**Brief**
Filter the material below so that only lines containing "window" remain.

**Input records**
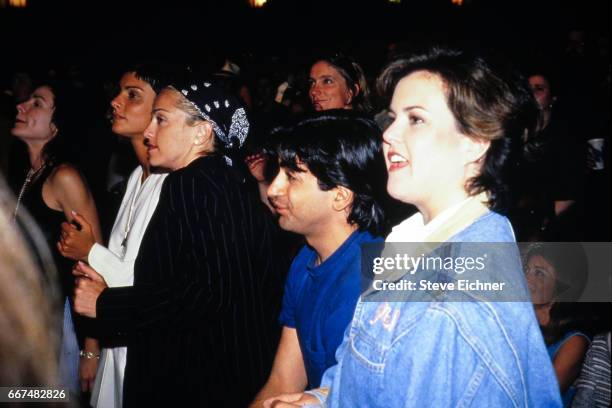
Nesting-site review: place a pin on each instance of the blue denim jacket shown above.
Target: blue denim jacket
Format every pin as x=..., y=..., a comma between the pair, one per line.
x=443, y=354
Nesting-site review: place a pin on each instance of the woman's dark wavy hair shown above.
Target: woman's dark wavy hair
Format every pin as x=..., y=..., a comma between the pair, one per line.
x=341, y=148
x=355, y=79
x=488, y=101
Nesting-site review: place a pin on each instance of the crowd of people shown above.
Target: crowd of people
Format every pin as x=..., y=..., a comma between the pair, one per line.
x=227, y=269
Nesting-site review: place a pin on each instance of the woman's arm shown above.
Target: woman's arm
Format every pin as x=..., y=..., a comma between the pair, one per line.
x=288, y=372
x=67, y=191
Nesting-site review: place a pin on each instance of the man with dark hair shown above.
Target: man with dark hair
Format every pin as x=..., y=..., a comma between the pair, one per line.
x=329, y=189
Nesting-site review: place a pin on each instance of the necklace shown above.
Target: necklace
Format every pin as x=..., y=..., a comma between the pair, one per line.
x=128, y=224
x=31, y=176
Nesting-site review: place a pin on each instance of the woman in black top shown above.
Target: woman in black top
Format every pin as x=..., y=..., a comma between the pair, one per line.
x=52, y=191
x=199, y=321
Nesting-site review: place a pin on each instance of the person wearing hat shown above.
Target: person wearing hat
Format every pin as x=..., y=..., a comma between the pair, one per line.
x=199, y=321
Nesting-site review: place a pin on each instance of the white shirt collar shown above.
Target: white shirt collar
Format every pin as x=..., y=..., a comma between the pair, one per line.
x=413, y=229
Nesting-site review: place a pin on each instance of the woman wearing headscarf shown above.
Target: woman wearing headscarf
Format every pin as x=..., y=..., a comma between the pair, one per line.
x=200, y=318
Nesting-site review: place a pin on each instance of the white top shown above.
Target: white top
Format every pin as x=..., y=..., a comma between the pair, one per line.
x=116, y=265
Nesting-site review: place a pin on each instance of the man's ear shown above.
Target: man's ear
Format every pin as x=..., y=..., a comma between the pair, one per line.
x=204, y=134
x=343, y=198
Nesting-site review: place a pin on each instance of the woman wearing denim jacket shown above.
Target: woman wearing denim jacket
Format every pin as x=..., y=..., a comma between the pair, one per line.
x=455, y=121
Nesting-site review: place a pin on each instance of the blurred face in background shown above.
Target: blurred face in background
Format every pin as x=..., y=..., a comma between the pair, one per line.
x=328, y=88
x=541, y=279
x=132, y=106
x=34, y=120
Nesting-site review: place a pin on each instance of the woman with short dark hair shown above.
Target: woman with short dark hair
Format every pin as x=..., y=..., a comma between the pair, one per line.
x=455, y=120
x=337, y=81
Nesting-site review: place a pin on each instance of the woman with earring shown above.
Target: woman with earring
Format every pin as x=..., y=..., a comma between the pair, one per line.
x=54, y=191
x=198, y=321
x=337, y=81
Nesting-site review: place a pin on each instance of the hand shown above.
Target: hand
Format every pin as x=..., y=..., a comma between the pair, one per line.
x=74, y=243
x=88, y=368
x=291, y=400
x=88, y=288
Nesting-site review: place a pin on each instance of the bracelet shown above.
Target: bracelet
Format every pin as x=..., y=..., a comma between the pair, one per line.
x=89, y=355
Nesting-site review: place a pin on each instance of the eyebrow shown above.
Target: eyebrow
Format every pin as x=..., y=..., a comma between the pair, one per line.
x=407, y=108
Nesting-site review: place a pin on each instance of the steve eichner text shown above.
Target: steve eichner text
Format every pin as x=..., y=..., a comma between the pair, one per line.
x=460, y=285
x=413, y=263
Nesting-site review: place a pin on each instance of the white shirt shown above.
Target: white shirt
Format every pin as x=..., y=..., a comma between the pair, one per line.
x=116, y=265
x=414, y=229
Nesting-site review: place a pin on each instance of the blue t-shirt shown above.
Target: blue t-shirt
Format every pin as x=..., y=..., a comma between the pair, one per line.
x=319, y=301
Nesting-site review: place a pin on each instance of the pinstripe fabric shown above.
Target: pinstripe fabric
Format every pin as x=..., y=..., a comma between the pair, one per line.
x=200, y=318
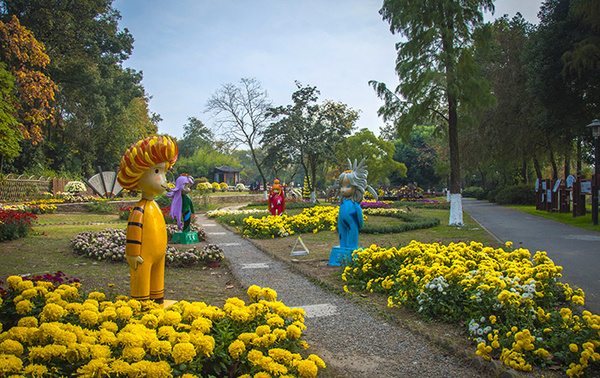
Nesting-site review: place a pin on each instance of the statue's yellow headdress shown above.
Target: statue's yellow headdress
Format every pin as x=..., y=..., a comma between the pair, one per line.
x=143, y=155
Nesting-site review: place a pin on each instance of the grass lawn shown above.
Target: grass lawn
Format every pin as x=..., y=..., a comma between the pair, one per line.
x=47, y=250
x=584, y=221
x=319, y=245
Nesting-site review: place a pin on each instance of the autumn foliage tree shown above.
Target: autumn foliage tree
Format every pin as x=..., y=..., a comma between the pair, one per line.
x=33, y=93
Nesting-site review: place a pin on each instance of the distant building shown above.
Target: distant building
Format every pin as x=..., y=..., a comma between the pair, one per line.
x=227, y=174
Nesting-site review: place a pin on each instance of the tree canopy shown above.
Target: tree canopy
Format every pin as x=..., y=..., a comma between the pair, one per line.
x=434, y=66
x=308, y=132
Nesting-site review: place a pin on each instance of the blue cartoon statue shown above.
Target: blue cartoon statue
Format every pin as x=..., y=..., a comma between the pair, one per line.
x=352, y=185
x=182, y=209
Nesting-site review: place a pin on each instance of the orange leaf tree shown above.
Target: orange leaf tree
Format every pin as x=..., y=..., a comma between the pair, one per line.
x=34, y=92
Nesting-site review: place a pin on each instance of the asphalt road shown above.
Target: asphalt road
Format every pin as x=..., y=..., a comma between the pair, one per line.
x=575, y=249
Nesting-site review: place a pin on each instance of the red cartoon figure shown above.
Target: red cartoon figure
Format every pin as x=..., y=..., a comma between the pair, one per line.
x=276, y=199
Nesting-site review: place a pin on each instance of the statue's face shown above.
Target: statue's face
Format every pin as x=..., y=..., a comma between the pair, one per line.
x=153, y=181
x=346, y=190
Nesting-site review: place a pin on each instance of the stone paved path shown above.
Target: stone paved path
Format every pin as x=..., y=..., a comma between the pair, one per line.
x=356, y=342
x=575, y=249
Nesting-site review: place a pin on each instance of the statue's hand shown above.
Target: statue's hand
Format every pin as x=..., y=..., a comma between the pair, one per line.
x=134, y=261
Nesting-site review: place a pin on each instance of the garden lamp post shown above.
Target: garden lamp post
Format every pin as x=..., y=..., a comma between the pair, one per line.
x=595, y=126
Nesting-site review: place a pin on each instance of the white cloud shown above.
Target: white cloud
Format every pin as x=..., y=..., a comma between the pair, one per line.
x=187, y=49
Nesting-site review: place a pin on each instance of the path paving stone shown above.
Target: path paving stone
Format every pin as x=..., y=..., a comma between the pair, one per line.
x=348, y=337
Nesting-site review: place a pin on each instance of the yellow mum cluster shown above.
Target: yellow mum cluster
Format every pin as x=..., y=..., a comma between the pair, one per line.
x=509, y=297
x=313, y=219
x=57, y=333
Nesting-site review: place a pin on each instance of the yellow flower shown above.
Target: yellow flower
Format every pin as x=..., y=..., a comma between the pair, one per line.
x=236, y=348
x=293, y=332
x=317, y=360
x=52, y=312
x=95, y=368
x=183, y=352
x=10, y=364
x=36, y=370
x=254, y=292
x=13, y=281
x=24, y=306
x=28, y=322
x=88, y=318
x=133, y=353
x=11, y=347
x=262, y=330
x=307, y=369
x=269, y=294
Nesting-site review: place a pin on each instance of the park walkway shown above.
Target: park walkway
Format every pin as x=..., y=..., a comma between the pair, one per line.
x=348, y=337
x=575, y=249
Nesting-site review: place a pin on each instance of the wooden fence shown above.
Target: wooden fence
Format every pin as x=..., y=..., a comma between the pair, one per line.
x=21, y=188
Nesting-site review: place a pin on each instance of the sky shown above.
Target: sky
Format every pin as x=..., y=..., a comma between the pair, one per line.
x=188, y=49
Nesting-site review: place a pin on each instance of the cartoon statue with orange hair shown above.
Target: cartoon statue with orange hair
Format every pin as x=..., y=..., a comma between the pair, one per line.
x=143, y=167
x=276, y=199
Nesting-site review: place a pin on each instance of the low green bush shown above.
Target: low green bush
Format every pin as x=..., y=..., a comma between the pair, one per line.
x=516, y=195
x=422, y=205
x=474, y=192
x=99, y=207
x=412, y=222
x=491, y=193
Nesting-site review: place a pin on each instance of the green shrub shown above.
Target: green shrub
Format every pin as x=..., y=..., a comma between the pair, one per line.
x=162, y=200
x=473, y=192
x=422, y=205
x=412, y=222
x=99, y=207
x=491, y=193
x=516, y=195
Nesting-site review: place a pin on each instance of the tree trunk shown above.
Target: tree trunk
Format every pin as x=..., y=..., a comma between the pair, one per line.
x=553, y=162
x=482, y=174
x=524, y=172
x=567, y=169
x=538, y=170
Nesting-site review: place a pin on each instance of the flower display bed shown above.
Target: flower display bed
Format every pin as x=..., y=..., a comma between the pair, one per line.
x=517, y=309
x=51, y=329
x=109, y=245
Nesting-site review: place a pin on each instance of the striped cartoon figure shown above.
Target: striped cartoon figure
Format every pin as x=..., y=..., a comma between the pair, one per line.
x=143, y=167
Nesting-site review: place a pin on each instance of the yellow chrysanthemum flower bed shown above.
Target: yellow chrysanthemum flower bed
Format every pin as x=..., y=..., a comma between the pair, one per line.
x=313, y=219
x=54, y=332
x=508, y=299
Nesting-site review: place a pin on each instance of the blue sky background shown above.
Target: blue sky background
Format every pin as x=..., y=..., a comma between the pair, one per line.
x=187, y=49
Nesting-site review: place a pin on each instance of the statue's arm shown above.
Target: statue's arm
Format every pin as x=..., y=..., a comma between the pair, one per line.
x=133, y=244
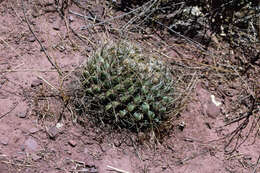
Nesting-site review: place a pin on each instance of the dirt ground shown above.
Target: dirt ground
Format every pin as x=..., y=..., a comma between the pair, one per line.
x=33, y=138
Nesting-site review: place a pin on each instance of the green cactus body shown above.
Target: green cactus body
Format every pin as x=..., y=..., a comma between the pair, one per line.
x=129, y=86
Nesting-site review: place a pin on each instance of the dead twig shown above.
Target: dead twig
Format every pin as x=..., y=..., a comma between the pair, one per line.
x=46, y=54
x=1, y=116
x=257, y=164
x=116, y=169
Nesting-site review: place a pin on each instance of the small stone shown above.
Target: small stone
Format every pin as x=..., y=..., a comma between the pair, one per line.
x=4, y=140
x=36, y=83
x=21, y=114
x=212, y=110
x=22, y=147
x=71, y=19
x=53, y=132
x=56, y=26
x=33, y=130
x=31, y=39
x=72, y=143
x=31, y=144
x=35, y=157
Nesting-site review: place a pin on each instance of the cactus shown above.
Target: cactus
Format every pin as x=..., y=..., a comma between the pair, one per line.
x=123, y=86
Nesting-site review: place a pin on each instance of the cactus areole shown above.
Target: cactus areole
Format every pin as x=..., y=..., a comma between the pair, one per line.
x=126, y=87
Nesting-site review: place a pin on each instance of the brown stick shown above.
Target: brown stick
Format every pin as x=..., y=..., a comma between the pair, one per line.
x=48, y=57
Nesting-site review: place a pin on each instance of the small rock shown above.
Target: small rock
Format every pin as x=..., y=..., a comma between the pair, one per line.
x=35, y=157
x=72, y=143
x=31, y=144
x=71, y=19
x=31, y=39
x=56, y=26
x=36, y=83
x=21, y=114
x=22, y=147
x=53, y=132
x=33, y=130
x=4, y=140
x=212, y=110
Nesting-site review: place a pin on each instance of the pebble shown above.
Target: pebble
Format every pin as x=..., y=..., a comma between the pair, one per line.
x=4, y=140
x=36, y=83
x=53, y=132
x=21, y=114
x=31, y=39
x=72, y=143
x=35, y=157
x=33, y=130
x=31, y=144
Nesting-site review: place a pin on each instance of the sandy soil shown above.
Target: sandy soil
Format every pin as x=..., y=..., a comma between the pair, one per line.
x=32, y=139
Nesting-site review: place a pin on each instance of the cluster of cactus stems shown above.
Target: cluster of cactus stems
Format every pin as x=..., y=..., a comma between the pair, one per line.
x=124, y=86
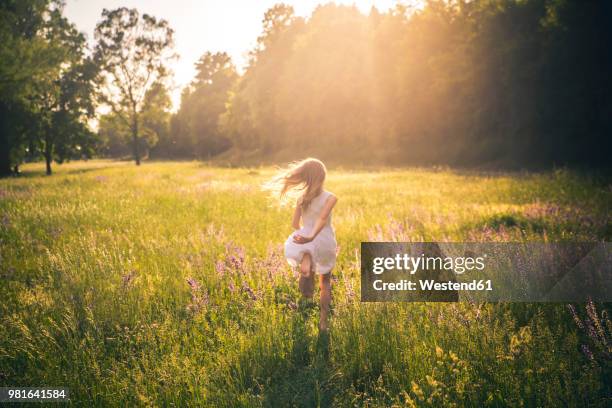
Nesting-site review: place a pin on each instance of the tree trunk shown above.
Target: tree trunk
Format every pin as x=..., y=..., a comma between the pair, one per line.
x=5, y=147
x=135, y=147
x=48, y=153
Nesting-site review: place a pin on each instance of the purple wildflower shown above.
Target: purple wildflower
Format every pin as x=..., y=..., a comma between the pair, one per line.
x=127, y=279
x=587, y=352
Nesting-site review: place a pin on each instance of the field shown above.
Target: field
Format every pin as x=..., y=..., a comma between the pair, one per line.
x=165, y=285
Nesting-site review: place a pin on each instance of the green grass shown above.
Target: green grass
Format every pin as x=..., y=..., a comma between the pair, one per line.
x=93, y=281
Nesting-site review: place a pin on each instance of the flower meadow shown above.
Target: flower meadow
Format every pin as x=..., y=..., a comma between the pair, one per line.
x=165, y=285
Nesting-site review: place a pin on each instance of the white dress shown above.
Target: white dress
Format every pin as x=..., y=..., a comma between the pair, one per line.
x=322, y=249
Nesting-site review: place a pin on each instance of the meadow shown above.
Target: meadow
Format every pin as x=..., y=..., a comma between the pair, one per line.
x=165, y=285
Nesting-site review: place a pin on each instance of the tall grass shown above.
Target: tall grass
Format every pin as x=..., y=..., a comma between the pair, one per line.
x=165, y=285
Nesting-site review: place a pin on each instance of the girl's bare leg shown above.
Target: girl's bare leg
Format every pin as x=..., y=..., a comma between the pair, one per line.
x=325, y=286
x=306, y=283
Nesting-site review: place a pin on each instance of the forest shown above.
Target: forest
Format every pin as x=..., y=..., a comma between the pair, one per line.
x=481, y=83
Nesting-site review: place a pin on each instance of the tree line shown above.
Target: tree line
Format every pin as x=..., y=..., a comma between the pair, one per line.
x=509, y=83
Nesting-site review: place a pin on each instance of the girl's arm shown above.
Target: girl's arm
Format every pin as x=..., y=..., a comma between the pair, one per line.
x=297, y=214
x=329, y=205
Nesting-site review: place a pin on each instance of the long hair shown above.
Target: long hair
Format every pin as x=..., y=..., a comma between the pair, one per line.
x=302, y=180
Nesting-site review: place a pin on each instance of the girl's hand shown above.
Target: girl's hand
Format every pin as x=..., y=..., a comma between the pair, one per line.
x=301, y=239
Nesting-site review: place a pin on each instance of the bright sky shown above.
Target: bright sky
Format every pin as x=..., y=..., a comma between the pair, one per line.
x=204, y=25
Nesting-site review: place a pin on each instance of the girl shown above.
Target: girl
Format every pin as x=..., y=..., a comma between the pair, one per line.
x=313, y=245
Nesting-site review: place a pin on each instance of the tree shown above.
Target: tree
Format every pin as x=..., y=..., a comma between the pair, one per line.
x=154, y=123
x=197, y=122
x=27, y=58
x=46, y=84
x=65, y=100
x=133, y=51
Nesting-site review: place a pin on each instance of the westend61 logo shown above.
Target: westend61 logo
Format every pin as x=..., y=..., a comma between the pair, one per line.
x=517, y=272
x=413, y=264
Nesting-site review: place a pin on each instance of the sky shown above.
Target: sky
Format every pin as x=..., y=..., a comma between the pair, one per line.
x=205, y=25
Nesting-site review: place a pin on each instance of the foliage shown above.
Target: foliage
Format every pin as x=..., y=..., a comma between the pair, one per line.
x=133, y=52
x=169, y=288
x=195, y=128
x=46, y=85
x=505, y=83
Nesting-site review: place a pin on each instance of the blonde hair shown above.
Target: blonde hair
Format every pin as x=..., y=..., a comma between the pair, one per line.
x=302, y=180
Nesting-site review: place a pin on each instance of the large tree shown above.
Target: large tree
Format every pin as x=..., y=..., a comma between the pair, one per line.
x=133, y=51
x=64, y=100
x=154, y=118
x=196, y=124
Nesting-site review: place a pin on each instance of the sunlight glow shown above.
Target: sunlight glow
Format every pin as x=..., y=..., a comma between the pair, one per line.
x=231, y=25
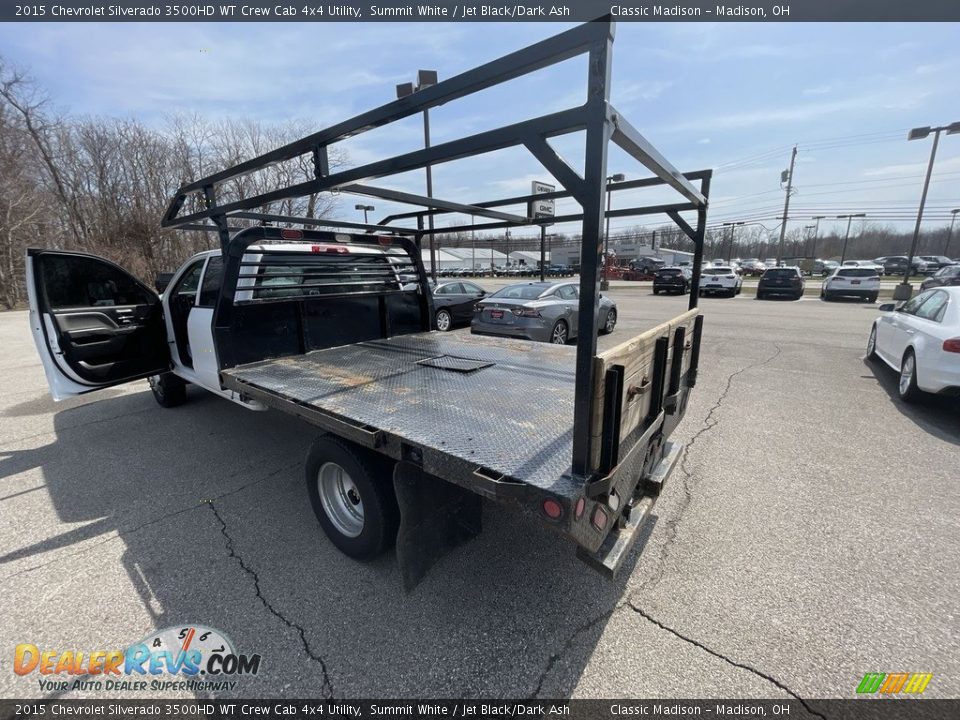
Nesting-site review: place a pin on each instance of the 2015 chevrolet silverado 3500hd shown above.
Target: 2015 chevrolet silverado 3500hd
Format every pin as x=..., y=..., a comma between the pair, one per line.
x=334, y=327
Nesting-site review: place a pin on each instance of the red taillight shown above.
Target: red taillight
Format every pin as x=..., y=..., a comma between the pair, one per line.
x=552, y=509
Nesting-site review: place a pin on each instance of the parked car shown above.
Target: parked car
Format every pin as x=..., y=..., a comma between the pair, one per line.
x=861, y=282
x=947, y=275
x=753, y=267
x=720, y=280
x=544, y=312
x=647, y=264
x=453, y=303
x=781, y=281
x=921, y=340
x=892, y=264
x=828, y=267
x=672, y=280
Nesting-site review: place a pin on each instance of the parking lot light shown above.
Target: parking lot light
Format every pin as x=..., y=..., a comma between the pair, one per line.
x=849, y=218
x=953, y=219
x=604, y=283
x=904, y=291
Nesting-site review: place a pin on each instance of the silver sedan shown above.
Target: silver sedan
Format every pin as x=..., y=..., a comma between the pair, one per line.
x=544, y=312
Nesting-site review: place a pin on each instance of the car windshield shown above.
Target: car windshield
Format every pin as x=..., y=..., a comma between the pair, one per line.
x=857, y=272
x=519, y=292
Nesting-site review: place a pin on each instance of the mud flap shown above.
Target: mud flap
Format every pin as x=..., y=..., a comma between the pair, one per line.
x=435, y=517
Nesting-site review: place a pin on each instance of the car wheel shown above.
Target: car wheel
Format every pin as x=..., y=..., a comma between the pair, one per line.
x=560, y=334
x=444, y=321
x=872, y=344
x=611, y=321
x=352, y=496
x=907, y=387
x=168, y=389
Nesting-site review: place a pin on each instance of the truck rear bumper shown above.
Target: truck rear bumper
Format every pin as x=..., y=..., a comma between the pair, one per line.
x=616, y=548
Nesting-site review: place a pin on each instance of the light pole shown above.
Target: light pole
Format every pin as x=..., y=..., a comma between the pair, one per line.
x=849, y=218
x=425, y=79
x=953, y=219
x=733, y=229
x=366, y=209
x=904, y=290
x=604, y=283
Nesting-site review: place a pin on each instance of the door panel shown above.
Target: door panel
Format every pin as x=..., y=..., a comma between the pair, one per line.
x=94, y=325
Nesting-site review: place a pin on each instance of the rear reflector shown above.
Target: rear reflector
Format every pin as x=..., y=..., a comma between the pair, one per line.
x=552, y=509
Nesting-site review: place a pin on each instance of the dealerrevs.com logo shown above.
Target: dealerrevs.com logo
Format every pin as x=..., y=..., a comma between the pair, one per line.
x=894, y=683
x=191, y=657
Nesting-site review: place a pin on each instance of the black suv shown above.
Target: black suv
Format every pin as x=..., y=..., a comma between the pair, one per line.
x=672, y=280
x=781, y=281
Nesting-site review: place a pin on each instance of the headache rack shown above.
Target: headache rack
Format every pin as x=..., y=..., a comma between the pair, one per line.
x=603, y=384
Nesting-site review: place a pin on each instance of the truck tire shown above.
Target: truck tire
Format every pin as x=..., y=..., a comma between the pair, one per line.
x=351, y=492
x=168, y=389
x=444, y=321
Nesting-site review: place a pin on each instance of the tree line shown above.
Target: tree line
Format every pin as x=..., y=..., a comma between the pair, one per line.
x=101, y=185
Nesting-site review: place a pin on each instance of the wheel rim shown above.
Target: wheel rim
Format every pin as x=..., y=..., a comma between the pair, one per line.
x=560, y=334
x=340, y=499
x=443, y=320
x=611, y=321
x=156, y=385
x=906, y=374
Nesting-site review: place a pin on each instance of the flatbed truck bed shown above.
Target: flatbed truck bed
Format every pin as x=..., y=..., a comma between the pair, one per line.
x=476, y=407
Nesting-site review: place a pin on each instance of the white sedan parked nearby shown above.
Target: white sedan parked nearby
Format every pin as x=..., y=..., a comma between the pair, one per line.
x=921, y=340
x=720, y=280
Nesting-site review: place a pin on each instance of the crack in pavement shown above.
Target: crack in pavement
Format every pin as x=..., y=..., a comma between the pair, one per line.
x=153, y=521
x=709, y=423
x=327, y=687
x=552, y=661
x=759, y=673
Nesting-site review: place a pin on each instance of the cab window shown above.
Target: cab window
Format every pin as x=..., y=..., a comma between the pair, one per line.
x=77, y=282
x=212, y=276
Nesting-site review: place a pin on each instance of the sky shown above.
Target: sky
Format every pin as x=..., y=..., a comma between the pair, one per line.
x=734, y=97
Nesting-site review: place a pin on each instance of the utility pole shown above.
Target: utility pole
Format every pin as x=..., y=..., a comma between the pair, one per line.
x=788, y=176
x=816, y=233
x=953, y=219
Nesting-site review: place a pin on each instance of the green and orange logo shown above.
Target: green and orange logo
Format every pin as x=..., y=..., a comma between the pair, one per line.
x=894, y=683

**Result of the task**
Nesting-site review: place a pin on each instance of the cab window shown above.
Target: cab window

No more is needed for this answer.